# Start of Given text
When the chalk falls on the floor, it's most likely to hit on one of its edges. Given that it is dropped from the same height, the force on the heavier mass (Chalk 2) will be more than the one faced by Chalk 1 at one of its edges and on top of that, if we bring torque into the picture, Chalk 2 faces more torque than Chalk 1 on an average because torque is directly proportional to the product of its length from its axis of rotation and force.

Also, the damage from a collision is approximately proportional to momentum aka inertia which is proportional to mass and velocity and proportional to its kinetic energy, which is proportional to its mass and the square of its velocity.

EDIT:

  1. About objects falling flat on the ground, the potential energy of the object is used up in breaking the intermolecular bonds in the solid. As larger objects have greater mass, their potential energy tends to be greater so they tend to break the bonds holding the solid together.

  2. If we include air resistance, then it's intuitive that objects with more mass fall harder than a light object. Given that larger objects, in general, are heavier than small objects, we could say the momentum imparted to the larger object is much greater than momentum imparted to the smaller one. So, that could probably explain as to why larger objects break more frequently than smaller objects.
# End of Given text
# Start of Recorded data
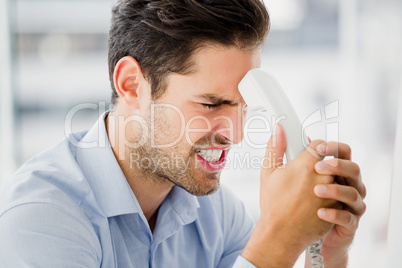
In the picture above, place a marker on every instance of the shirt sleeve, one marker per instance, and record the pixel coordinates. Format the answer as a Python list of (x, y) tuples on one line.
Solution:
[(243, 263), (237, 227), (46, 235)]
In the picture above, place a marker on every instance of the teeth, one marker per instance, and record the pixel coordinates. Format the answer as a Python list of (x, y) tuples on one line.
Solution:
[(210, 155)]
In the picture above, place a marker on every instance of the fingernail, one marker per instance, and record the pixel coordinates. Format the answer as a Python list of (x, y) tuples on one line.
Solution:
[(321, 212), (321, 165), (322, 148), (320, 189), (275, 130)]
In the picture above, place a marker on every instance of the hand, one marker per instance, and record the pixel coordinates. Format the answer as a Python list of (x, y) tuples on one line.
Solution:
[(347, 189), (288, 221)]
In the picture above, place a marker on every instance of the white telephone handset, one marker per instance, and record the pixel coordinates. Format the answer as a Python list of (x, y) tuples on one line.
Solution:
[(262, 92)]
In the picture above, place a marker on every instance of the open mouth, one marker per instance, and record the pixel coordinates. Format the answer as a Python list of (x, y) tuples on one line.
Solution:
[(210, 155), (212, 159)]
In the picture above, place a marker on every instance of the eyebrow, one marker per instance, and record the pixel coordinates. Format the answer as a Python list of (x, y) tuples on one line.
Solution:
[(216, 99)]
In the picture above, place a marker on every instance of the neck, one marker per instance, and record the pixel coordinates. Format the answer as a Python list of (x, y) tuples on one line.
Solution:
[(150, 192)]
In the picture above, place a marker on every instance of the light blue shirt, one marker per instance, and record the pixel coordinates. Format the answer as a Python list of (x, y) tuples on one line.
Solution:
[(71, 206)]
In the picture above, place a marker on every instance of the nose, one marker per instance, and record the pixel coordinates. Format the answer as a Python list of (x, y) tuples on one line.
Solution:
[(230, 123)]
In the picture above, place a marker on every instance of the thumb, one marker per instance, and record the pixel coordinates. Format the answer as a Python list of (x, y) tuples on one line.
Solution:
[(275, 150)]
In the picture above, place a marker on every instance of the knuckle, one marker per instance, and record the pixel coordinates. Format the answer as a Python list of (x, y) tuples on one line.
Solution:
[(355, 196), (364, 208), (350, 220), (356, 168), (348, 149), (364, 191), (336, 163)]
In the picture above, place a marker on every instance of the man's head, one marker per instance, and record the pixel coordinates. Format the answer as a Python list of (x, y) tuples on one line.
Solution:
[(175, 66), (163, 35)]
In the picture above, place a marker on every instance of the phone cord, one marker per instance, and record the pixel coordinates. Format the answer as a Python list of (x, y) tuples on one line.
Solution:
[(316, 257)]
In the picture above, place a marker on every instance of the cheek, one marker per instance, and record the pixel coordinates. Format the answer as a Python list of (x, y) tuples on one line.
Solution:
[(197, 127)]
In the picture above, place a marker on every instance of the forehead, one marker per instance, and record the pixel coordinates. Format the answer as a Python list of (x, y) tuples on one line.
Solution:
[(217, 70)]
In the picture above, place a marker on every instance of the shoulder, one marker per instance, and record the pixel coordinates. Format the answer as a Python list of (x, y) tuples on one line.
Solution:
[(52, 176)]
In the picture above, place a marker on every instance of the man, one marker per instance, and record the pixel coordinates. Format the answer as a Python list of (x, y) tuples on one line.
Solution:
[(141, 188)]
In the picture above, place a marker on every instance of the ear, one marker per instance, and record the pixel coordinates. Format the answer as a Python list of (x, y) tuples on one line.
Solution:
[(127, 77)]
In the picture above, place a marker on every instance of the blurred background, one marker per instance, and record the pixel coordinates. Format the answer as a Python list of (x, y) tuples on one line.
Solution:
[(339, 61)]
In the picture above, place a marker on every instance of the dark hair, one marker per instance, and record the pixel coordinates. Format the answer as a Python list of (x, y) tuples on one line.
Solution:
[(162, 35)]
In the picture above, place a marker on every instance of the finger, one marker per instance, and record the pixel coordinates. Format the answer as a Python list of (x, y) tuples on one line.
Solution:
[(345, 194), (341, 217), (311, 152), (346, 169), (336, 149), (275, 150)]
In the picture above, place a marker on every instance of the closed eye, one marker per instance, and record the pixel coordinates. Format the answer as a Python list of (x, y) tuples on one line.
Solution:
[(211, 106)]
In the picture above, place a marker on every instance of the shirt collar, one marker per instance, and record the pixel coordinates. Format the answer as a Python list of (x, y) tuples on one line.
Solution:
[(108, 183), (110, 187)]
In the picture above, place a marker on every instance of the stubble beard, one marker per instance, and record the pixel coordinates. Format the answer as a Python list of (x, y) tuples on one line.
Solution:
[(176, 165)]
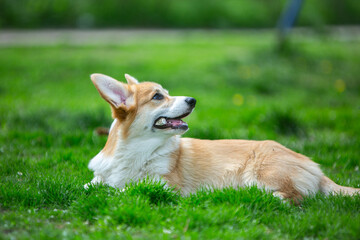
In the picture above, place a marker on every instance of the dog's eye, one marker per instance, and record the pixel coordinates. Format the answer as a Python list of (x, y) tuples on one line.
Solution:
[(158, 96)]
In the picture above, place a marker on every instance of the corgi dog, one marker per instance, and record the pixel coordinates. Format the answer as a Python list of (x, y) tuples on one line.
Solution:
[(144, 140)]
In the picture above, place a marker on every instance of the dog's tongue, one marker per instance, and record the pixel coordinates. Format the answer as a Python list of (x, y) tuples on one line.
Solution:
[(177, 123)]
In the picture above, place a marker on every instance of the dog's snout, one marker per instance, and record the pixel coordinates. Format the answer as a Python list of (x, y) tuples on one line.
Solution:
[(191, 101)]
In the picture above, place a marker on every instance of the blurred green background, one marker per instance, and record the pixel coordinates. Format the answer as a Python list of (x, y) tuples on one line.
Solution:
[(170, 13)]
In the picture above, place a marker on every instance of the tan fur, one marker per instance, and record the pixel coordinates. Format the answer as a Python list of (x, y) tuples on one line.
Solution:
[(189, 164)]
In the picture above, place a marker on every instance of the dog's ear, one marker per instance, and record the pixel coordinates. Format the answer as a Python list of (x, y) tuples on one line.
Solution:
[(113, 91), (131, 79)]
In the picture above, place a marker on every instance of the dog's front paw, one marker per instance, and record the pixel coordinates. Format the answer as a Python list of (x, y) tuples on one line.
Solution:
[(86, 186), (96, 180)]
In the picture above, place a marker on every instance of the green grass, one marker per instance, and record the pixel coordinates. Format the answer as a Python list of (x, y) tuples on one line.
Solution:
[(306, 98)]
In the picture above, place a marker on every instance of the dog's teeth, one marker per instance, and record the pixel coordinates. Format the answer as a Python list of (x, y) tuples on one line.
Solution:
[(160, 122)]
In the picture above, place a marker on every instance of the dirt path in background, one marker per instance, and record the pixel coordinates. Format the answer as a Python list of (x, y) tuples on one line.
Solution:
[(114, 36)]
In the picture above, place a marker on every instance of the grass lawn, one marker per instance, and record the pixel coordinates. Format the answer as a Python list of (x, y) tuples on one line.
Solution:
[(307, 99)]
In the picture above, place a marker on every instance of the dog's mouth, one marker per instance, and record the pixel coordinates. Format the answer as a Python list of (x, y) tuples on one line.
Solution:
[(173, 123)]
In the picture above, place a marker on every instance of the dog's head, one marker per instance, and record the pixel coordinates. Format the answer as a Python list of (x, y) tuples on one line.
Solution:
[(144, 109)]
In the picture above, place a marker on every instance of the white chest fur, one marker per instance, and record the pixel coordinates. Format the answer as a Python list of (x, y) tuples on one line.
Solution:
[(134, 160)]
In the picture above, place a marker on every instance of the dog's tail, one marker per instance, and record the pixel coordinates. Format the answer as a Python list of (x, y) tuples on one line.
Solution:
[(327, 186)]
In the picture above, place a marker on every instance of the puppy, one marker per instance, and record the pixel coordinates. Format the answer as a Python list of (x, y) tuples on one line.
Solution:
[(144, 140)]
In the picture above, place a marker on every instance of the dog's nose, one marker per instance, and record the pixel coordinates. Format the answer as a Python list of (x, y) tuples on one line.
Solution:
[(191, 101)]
# End of Recorded data
Set tasks:
#1 For each statement about the chalk passage, answer yes or no and quote the exact words from the passage that decide it. (a) Chalk 2 is the heavier mass. (b) A dropped piece of chalk most likely lands flat. (c) Kinetic energy is proportional to mass and the square of velocity.
#2 According to the chalk passage, what is the potential energy of an object that falls flat used up in?
#3 Continue the chalk passage from where it stops.

Responses:
#1
(a) Yes: "the force on the heavier mass (Chalk 2)"
(b) No: "it's most likely to hit on one of its edges"
(c) Yes: "proportional to its mass and the square of its velocity"

#2 It is used up in breaking the intermolecular bonds in the solid.

#3
  3. Here's what I think could be the plausible answer (do share your views on it): Smaller objects, in general, have more surface area than volume (magnitude wise). So, the bonds holding the atoms on the surface is well spread which sort of protects the insides pretty well compared to larger objects. When the object falls, due to the larger surface area, the energy transferred to the object is more spread (due to greater surface area to volume ratio). A certain amount of energy is spread out on a larger surface area, therefore the energy density isn't enough to break the intermolecular forces. The object, as a whole, would be relatively safe as to damage the object, we first have to break the surface and given that the surface protects the insides petty well, things are fine for smaller objects. So, I suspect this to be the reason as to why, on average, larger objects tend to break easily.

In the end, it's all about how much mass the object has (which depends on its shape and mass density), the ratio of surface area to volume and how long/big the object is. These all contribute to the severity of the damage faced by the objects.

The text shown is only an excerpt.